Page text -

By validating that the maximal build graph is vetted, all possible builds should in turn be vetted, because they are simply subsets of that graph.

Cargo metadata produces the build graph in a kind of awkward way where some information for the packages is in "packages" and some information is in "resolve", and we need to manually compute lots of facts like "roots", "only for tests", and "topological sort" (metadata has a notion of roots, but it's not what you think, and mostly reflects an internal concept of cargo that isn't useful to us).

If we knew about it at the time we might have used guppy to handle interpretting cargo metadata's results. As it stands, we've hand-rolled all that stuff.

Cargo metadata largely uses PackageIds as primary keys for identifying a package in your build, and we largely agree with that internally, but some human-facing interfaces like audits also treat (PackageName, Version) as a valid key. This is a true statement on crates.io itself, but may not hold when you include unpublished packages, patches/renames(?), or third party registries. We don't really have a solid disambiguation strategy at the moment, we just assume it doesn't happen and don't worry about it.

The resolver primarily use a PackageIdx as a primary key for packages, which is an interned PackageId. The DepGraph holds this interner.

Task set -
1 – In the text about Cargo metadata and the build graph, what does the resolver mainly use as the primary key for packages?
2 – Pick up the text about Cargo metadata and the build graph right after its last sentence and keep it going.

Stored data -
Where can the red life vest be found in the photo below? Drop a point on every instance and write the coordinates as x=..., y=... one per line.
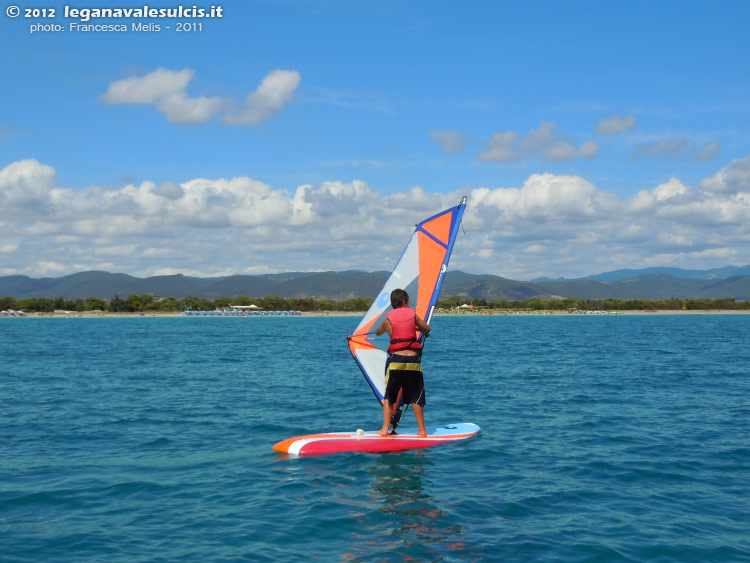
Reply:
x=403, y=330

Answers -
1 – A PackageIdx, which is an interned PackageId.

2 –
Dealing With Cycles From Tests

The resolver assumes the maximal graph is a DAG, which is an almost true statement that we can make true with a minor desugaring of the graph. There is only one situation where the cargo build graph is not a DAG: the tests for a crate. This can happen very easily, and is kind of natural, but also very evil when you first learn about it.

As a concrete example, there is kind of a conceptual cycle between serde and serde_derive. However serde_derive is a standalone crate, and serde (optionally) pulls in serde_derive as a dependency... unless you're testing serde_derive, and then serde_derive quite reasonably depends on serde to test its output, creating a cyclic dependency on itself!

The way to resolve this monstrosity is to realize that the tests for serde_derive are actually a different package from serde_derive, which we call serde_derive_dev (because cargo calls test edges "dev dependencies"). So although the graph reported by cargo_metadata looks like a cycle:

serde <-----+
  |         |
  |         |
  +--> serde_derive

In actuality, serde_derive_dev breaks the cycle and creates a nice clean DAG:

  +--serde_derive_dev ---+
  |          |           |
  v          |           v
serde        |     test_only_dep
  |          |           |
  |          v          ...
  +--> serde_derive

There is a subtle distinction to be made here for packages only used for tests: these wouldn't be part of the build graph without dev-dependencies (dev edges) but they are still "real" nodes, and all of their dependencies are "real" and still must form a proper DAG. The only packages which can have cycle-causing dev-dependencies, and therefore require a desugaring to produce "fake" nodes, are workspace members. These are the packages that will be tested if you run cargo test --workspace.

Actually doing this desugaring is really messy, because a lot of things about the "real" node are still true about the "fake" node, and we generally want to talk about the "real" node and the "fake" node as if they were one thing. So we actually just analyze the build graph in two steps. To understand how this works, we need to first look at how DAGs are analyzed.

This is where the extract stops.